Location identification entries
**********

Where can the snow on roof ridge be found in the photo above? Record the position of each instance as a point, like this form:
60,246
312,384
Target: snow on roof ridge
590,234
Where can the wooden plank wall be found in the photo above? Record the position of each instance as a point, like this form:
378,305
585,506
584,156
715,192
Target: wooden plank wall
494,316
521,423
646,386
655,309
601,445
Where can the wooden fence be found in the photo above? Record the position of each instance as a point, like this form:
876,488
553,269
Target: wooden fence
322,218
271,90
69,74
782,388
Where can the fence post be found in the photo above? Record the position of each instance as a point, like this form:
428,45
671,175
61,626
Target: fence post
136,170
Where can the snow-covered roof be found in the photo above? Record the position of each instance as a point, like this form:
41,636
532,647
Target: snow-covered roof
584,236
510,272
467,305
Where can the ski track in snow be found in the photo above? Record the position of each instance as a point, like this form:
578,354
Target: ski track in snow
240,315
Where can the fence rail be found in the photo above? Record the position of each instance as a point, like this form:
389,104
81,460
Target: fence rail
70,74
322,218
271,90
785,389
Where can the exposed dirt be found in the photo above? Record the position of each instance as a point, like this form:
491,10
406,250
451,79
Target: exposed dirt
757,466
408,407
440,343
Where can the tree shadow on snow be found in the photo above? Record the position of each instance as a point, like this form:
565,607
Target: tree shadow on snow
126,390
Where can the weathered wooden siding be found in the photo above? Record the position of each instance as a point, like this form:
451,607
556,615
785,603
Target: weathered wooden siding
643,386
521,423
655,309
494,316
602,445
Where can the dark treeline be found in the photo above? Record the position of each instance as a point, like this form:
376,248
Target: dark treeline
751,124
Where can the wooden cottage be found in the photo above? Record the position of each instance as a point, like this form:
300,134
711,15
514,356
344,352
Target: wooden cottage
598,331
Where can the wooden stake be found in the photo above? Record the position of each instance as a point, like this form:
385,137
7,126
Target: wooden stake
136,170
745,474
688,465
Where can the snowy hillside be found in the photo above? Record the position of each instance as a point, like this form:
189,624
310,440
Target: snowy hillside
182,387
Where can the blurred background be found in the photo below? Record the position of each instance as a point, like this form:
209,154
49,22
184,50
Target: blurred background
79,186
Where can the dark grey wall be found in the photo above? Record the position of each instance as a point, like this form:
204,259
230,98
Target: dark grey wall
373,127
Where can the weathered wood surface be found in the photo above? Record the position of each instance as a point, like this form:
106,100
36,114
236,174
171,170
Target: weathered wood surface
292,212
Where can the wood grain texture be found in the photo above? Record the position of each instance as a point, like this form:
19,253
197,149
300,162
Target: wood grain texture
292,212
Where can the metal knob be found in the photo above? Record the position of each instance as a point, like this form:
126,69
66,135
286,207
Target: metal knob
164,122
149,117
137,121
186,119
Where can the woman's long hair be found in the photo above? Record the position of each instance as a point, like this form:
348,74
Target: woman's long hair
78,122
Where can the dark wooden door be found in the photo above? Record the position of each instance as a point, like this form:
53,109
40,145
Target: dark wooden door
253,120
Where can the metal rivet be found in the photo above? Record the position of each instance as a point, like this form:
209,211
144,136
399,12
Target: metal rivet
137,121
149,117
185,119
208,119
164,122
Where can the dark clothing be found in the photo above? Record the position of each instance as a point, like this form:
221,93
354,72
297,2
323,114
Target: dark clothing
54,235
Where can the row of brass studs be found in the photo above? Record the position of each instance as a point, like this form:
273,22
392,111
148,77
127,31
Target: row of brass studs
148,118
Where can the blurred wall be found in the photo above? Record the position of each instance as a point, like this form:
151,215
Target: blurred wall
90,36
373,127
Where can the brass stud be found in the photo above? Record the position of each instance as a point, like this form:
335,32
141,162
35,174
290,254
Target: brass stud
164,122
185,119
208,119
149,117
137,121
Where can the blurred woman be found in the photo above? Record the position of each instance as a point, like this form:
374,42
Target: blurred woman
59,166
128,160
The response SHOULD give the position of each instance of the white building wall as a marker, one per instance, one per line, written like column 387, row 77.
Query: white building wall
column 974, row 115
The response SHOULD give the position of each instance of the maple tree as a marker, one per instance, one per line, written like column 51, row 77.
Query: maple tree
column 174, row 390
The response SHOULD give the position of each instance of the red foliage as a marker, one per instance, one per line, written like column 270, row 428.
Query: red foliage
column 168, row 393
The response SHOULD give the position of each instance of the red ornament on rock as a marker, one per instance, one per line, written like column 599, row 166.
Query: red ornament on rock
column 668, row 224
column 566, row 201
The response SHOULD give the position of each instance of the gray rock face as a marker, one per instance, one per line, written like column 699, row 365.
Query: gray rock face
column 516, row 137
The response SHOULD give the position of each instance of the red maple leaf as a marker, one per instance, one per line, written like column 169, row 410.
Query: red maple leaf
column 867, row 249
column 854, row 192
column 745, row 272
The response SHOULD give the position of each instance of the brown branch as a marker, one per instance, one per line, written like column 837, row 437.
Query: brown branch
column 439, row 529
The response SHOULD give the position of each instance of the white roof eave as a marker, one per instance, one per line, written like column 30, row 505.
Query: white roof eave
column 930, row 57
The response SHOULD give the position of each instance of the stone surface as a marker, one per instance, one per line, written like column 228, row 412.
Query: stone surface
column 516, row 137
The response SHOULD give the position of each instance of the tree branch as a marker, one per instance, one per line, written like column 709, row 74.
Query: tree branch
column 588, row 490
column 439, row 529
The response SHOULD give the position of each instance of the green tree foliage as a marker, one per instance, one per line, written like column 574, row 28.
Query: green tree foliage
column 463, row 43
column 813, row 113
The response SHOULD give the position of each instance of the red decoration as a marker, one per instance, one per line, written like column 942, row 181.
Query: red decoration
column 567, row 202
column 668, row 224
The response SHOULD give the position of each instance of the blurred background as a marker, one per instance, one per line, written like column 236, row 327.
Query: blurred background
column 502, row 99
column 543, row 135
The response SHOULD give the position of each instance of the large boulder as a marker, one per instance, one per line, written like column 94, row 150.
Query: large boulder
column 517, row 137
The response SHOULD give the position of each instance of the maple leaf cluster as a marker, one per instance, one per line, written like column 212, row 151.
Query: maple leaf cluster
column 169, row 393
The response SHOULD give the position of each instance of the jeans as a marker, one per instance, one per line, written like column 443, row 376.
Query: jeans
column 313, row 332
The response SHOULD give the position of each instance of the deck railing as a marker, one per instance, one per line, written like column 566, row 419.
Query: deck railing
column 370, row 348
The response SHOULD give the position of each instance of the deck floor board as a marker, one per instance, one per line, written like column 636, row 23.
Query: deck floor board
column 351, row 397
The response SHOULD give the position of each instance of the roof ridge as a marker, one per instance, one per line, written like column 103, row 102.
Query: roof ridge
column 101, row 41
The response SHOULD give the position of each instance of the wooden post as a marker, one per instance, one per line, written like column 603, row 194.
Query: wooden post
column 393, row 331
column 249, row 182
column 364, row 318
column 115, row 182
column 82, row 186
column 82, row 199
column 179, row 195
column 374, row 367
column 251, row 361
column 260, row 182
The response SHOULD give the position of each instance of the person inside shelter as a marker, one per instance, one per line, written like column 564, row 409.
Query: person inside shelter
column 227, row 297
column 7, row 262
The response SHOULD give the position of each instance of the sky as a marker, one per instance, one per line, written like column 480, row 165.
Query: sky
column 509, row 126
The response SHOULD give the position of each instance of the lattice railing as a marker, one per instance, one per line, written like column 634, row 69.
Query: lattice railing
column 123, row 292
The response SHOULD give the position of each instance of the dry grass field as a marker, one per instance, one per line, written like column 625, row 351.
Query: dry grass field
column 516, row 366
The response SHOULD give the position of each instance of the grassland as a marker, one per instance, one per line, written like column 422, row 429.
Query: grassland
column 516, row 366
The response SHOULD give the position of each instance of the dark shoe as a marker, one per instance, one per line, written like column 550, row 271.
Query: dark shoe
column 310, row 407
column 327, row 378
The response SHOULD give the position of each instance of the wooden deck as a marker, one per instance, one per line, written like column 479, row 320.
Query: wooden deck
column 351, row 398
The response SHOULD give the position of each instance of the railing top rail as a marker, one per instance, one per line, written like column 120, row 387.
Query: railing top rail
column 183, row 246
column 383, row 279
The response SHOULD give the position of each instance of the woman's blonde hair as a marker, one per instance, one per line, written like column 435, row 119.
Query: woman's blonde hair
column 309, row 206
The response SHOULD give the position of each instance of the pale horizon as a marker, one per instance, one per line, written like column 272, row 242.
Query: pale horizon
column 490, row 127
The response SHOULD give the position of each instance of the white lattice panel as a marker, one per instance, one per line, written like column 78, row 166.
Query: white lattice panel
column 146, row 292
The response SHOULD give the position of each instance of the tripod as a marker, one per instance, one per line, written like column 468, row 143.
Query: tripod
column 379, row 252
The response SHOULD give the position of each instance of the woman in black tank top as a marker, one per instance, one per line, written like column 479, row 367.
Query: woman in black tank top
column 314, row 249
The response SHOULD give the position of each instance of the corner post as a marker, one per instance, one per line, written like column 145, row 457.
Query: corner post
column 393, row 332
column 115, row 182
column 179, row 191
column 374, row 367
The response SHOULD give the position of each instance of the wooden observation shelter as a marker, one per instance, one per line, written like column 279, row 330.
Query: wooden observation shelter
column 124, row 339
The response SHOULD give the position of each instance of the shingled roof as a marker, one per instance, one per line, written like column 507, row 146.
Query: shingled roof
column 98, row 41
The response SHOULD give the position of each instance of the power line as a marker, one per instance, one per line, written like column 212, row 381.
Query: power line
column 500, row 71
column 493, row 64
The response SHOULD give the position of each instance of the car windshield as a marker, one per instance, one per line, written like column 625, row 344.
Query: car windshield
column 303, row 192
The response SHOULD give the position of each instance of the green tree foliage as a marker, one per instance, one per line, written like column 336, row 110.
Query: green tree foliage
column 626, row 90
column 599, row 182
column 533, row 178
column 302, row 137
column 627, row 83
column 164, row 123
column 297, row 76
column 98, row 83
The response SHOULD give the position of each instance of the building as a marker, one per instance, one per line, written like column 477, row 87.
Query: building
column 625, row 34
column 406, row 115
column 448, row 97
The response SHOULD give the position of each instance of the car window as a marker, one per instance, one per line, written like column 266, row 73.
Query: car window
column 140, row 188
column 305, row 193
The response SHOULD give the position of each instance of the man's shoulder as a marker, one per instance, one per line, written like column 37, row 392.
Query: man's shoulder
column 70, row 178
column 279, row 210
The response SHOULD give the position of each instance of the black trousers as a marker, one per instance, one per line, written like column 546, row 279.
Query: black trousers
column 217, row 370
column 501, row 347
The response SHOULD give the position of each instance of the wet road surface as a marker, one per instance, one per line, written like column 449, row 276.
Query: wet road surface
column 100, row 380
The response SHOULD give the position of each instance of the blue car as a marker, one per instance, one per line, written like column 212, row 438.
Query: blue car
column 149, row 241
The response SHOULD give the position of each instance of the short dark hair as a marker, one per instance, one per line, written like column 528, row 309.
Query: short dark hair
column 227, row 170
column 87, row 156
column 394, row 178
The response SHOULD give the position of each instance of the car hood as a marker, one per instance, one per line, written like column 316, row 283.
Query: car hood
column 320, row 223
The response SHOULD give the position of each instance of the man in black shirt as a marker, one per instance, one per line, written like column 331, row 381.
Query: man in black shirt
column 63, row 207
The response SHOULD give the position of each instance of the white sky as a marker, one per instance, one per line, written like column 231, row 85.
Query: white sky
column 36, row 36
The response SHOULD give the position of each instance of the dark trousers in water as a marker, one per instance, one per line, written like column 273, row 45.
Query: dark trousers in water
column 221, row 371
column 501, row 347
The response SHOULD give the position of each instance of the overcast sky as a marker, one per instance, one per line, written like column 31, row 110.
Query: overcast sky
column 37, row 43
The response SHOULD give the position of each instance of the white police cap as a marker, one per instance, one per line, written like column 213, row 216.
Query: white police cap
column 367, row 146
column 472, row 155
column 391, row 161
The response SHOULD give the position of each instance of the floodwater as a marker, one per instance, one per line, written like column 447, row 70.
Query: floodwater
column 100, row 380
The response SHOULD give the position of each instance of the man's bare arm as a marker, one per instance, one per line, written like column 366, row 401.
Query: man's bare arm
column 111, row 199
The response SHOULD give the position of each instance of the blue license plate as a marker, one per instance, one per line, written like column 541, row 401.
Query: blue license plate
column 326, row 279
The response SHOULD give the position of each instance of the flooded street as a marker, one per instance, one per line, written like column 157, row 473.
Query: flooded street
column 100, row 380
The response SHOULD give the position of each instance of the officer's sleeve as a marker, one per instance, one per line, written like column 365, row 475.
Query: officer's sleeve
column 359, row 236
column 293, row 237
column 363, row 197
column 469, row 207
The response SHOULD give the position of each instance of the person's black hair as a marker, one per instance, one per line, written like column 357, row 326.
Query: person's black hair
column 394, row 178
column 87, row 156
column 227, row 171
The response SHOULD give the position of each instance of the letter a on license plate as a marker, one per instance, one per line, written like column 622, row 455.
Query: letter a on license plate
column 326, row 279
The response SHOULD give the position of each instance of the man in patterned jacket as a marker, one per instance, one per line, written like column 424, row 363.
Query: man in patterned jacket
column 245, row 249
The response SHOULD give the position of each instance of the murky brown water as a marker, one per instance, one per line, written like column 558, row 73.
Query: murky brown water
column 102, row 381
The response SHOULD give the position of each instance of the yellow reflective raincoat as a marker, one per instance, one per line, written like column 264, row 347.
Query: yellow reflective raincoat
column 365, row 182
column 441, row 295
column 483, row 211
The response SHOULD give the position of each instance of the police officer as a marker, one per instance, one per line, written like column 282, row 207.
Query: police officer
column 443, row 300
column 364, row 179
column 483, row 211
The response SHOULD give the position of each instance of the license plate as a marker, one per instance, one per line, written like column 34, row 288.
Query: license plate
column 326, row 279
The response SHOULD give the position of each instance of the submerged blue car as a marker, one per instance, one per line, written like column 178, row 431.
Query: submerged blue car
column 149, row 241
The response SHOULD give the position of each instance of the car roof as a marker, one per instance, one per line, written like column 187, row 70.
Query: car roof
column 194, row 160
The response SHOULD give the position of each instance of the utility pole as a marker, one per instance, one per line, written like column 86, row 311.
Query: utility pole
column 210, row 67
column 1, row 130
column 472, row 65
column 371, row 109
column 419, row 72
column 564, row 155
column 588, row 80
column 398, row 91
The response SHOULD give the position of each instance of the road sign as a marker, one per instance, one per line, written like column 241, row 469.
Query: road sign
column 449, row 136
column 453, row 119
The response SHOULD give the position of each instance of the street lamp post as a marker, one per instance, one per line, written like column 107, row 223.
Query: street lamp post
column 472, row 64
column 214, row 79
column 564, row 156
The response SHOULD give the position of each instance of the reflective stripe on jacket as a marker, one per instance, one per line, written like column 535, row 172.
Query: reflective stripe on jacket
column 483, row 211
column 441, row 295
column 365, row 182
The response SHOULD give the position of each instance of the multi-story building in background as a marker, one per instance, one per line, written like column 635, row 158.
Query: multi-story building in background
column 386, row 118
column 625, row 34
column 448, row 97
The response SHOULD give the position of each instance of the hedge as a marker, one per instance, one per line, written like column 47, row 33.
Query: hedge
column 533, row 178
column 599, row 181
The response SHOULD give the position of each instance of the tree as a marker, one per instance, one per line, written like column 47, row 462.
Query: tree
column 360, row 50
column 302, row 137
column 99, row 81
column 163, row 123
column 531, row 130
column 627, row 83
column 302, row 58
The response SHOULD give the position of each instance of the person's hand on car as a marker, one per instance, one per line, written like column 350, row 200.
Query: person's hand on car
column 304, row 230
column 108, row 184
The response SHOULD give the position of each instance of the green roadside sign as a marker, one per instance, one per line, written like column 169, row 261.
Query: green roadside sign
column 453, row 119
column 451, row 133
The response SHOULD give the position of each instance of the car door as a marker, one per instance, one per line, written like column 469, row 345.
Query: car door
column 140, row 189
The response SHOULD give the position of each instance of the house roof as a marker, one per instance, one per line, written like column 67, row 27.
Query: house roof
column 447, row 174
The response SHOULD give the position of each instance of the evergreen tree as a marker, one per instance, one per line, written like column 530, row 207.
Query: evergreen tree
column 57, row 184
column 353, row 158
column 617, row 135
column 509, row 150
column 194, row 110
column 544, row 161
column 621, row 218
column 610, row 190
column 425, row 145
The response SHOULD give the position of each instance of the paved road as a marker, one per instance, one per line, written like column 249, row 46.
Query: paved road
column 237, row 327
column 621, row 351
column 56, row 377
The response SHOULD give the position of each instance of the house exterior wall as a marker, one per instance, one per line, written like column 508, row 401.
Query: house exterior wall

**********

* Exercise directions:
Copy out everything from the line containing "37, row 392." down to the line containing "column 36, row 36", swapping each "Query" for "Label" and leaving the rest untouched.

* Exercise response:
The response SHOULD give the position of each instance of the man's shoulder as a marker, one per instance, one per line, written like column 37, row 392.
Label: man's shoulder
column 70, row 178
column 279, row 210
The response SHOULD give the position of each instance of the black trousers as a marker, one per instance, one per line, written like column 546, row 279.
Label: black trousers
column 217, row 370
column 501, row 347
The response SHOULD give the position of each instance of the wet road surface as a marker, one per instance, one per line, written like column 449, row 276.
Label: wet road surface
column 100, row 380
The response SHOULD give the position of each instance of the blue car as a marker, one per instance, one per line, written like column 212, row 438.
Label: blue car
column 149, row 241
The response SHOULD give the position of each instance of the short dark hair as a marker, one per instance, one per line, written like column 528, row 309.
Label: short dark hair
column 227, row 170
column 87, row 156
column 394, row 178
The response SHOULD give the position of each instance of the car hood as a marker, one per instance, one per line, written like column 316, row 283.
Label: car hood
column 320, row 223
The response SHOULD give the position of each instance of the man in black shirt as a marker, one per instance, one per line, written like column 331, row 381.
Label: man in black shirt
column 63, row 207
The response SHOULD give the position of each instance of the white sky as a marker, one per instance, one per line, written like column 231, row 85.
Label: white sky
column 36, row 36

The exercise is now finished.